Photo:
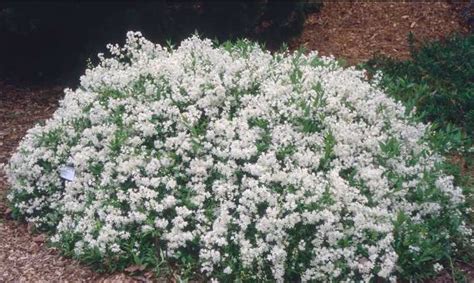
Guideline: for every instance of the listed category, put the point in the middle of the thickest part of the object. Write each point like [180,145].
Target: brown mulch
[351,30]
[24,256]
[356,31]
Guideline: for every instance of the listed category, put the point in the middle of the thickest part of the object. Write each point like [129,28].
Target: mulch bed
[351,30]
[356,31]
[24,255]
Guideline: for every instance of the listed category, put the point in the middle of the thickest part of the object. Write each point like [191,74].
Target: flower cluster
[233,161]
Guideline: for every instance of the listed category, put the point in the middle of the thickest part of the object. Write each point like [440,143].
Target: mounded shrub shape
[238,164]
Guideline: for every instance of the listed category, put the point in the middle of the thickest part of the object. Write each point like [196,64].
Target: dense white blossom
[253,163]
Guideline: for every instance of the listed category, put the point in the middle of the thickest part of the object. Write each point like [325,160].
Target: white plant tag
[67,173]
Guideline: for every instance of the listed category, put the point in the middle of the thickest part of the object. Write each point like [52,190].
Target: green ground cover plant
[438,82]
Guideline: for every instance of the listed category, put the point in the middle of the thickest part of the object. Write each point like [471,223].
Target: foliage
[240,165]
[54,40]
[439,82]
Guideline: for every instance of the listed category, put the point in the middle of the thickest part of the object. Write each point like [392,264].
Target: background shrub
[439,82]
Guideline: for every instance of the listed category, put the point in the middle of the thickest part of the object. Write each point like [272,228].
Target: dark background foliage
[52,41]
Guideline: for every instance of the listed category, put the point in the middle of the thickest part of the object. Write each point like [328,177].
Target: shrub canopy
[238,164]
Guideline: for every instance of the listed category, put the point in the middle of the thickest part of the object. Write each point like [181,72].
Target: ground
[351,30]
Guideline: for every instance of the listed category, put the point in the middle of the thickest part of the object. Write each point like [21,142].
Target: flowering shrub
[237,164]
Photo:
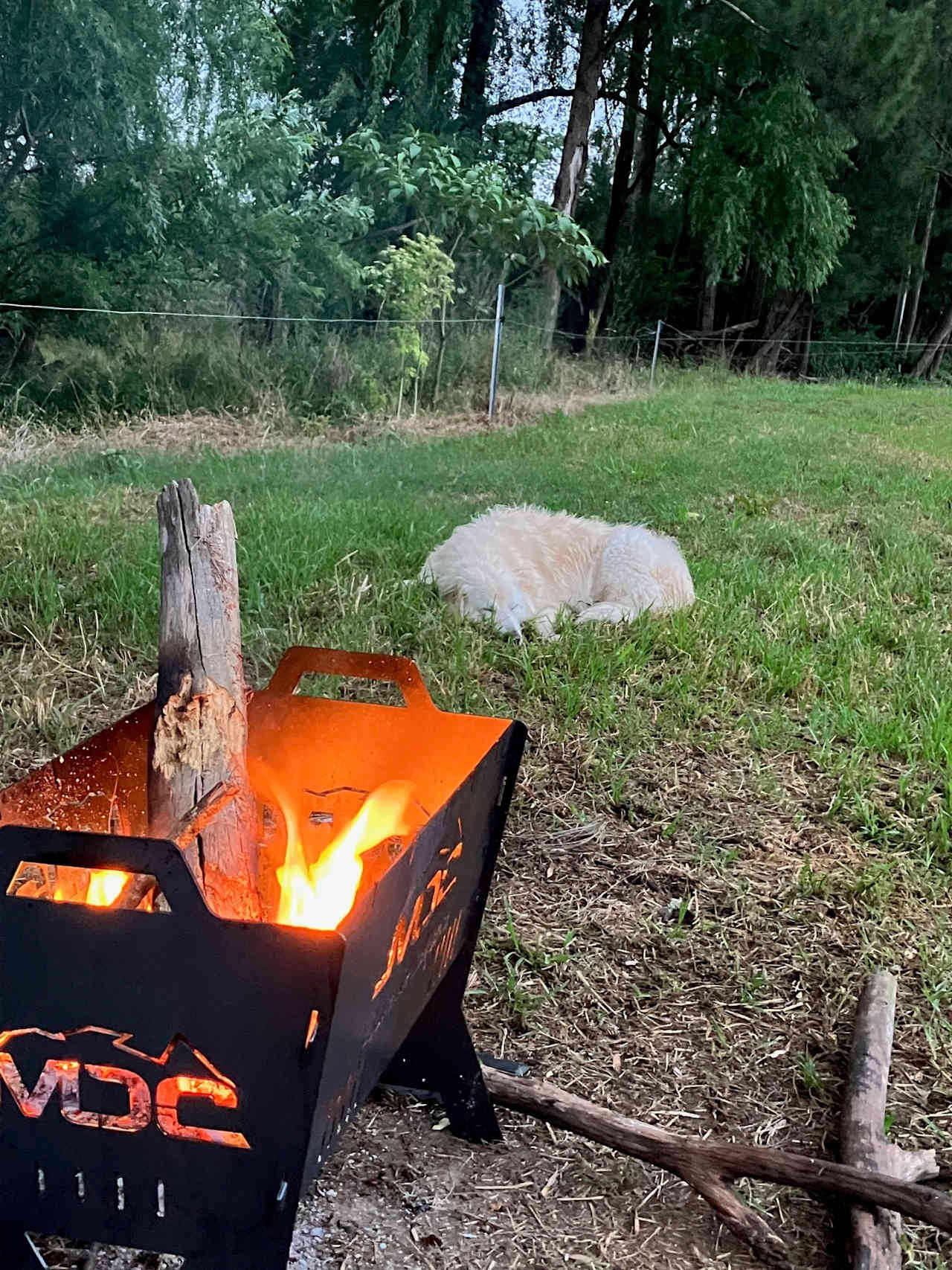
------------------------------------------------------------------------
The records above, minus their pictures, are to be returned word for word.

◆ Output of the exercise ◆
Photo:
Guideline: for every instance of the listed category, put the point in the middle of the thickest part of the object. Write each point like [180,145].
Target: brown mulch
[351,30]
[24,256]
[356,31]
Guideline: for every instance of the listed category, put the point in the middle of the thickest part of the object. Write each point like [129,28].
Target: mulch bed
[351,30]
[356,31]
[24,255]
Guideline: for every instance of the listed category, put the point in the middle of the thickest part of the object. Write each point like [191,74].
Target: flower cluster
[233,161]
Guideline: for every instance of the listed category, put the point in the middle of the thickest part of the object. Write each point like [440,143].
Target: mounded shrub shape
[238,164]
Guideline: for every instance of the listed category, put the point in the middle of the thickest part of the object. Write each point like [196,64].
Target: dense white blossom
[253,163]
Guideline: for every instance of the listed category, put the point in the middle of the thickest part of the object. Write each point like [325,160].
Target: white plant tag
[67,173]
Guideline: for every instance of the listed category, put the point in the middle of the thickest part of the object. Write each point like [52,190].
Target: green ground cover plant
[438,82]
Guideline: for every instance of the listed category, put the point in the middle of the thickest part of the object. Write each point like [471,223].
Target: foliage
[240,165]
[54,40]
[439,82]
Guideline: for every instance of the listed category, put the point in the middle of the thickest part of the object. Write each point like [392,264].
Target: background shrub
[439,82]
Guideline: for every instance of the listed category, put the point in the middle of the thickest part of the object. Write each point like [272,228].
Target: dark background foliage
[52,41]
Guideline: for every instance of the listed category, put the point in the middle of the thickest part of the object. Write each point like [328,177].
Target: shrub canopy
[238,164]
Guideline: for every instance of the listed category, put the point in the middle of the thickest part of the object. Write each point like [181,72].
Target: ground
[351,30]
Guideline: for every instance of the listed category, put the point in the middle of the thickest part of the object. Write each point like [21,142].
Target: flowering shrub
[237,164]
Photo:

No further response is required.